Frequently we’d find ourselves in a little outdoor spot and we never
felt like we couldn’t see what we wanted to see. I guess I mean, it was no Louvre. I wish we had had a few days just to do the
museums, though, because we did rush ourselves through the more modern art to
get to the Sistine, and no one wanted to hang out with the maps like I did.
After our loooong drive back to the apartment we only had
the energy for a meal of leftovers (thanks hosts!) and bread. And a BATH!!!
I hadn’t had a bath all year!!!
It was great. I had a bath every
night in Rome. That’s a thing,
right? Roman Baths? Well, I had my own.
Rome Day 2 began with a proper exploration of the Coliseum,
Palatine Hill, and Forum. I especially
enjoyed the Palatine with its orange trees and lots of greenery—and all those
ancient ruins too. After lunch we decided to head back to the
Vatican because we hadn't had enough time to tour St. Peter’s. Our hosts had tried to have Adriano take us
out of the city for the afternoon because Burlesconi had organized a bunch of
protests. We failed to heed his advice
and ended up in the most chaotic and turbulent subway experience of our
lives. I think we waited for three
trains before we got on and all the while a mob with signs were happily
shouting and planning their next sites of protest. It was nuts, but kind of fun too. Very Italian.
The walk from the subway to St. Peter’s square was just a
giant throng of people in all directions, but we enjoyed a glimpse of the
jester-like Swiss Guard. It was the
Saturday before Palm Sunday. Workers
were frantically arranging chairs and planting things in pots. The small pink trees were doing their thing. We
took some time to take in the square and then walked to the nearest gelato
stop. The gelato and cappuccino were pretty
bad, but we sat in the sun and met up with some students. It was Romey.

▶ **Information shown**
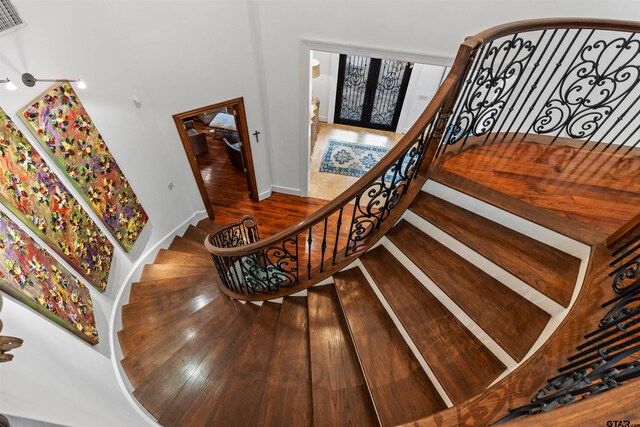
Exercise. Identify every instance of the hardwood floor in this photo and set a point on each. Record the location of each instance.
(224, 183)
(599, 190)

▶ **Directions**
1) From the Rome travel account, list every food or drink that the group is described as having.
2) Please answer these questions using the Rome travel account:
(a) How many trains does the writer think they waited for before getting on?
(b) Which Saturday was it when they walked to St. Peter's square?
(c) What did the writer have every night in Rome?
3) Decide whether each statement agrees with the Rome travel account. Answer yes or no, and quote the words from the account that settle it.
(a) The writer found the gelato and cappuccino good.
(b) The writer especially enjoyed the Palatine.
(c) Everyone in the group wanted to spend time with the maps.

▶ **Task-by-task answers**
1)
- leftovers
- bread
- gelato
- cappuccino

2)
(a) Three.
(b) The Saturday before Palm Sunday.
(c) A bath.

3)
(a) No: "The gelato and cappuccino were pretty bad"
(b) Yes: "I especially enjoyed the Palatine with its orange trees and lots of greenery"
(c) No: "no one wanted to hang out with the maps like I did"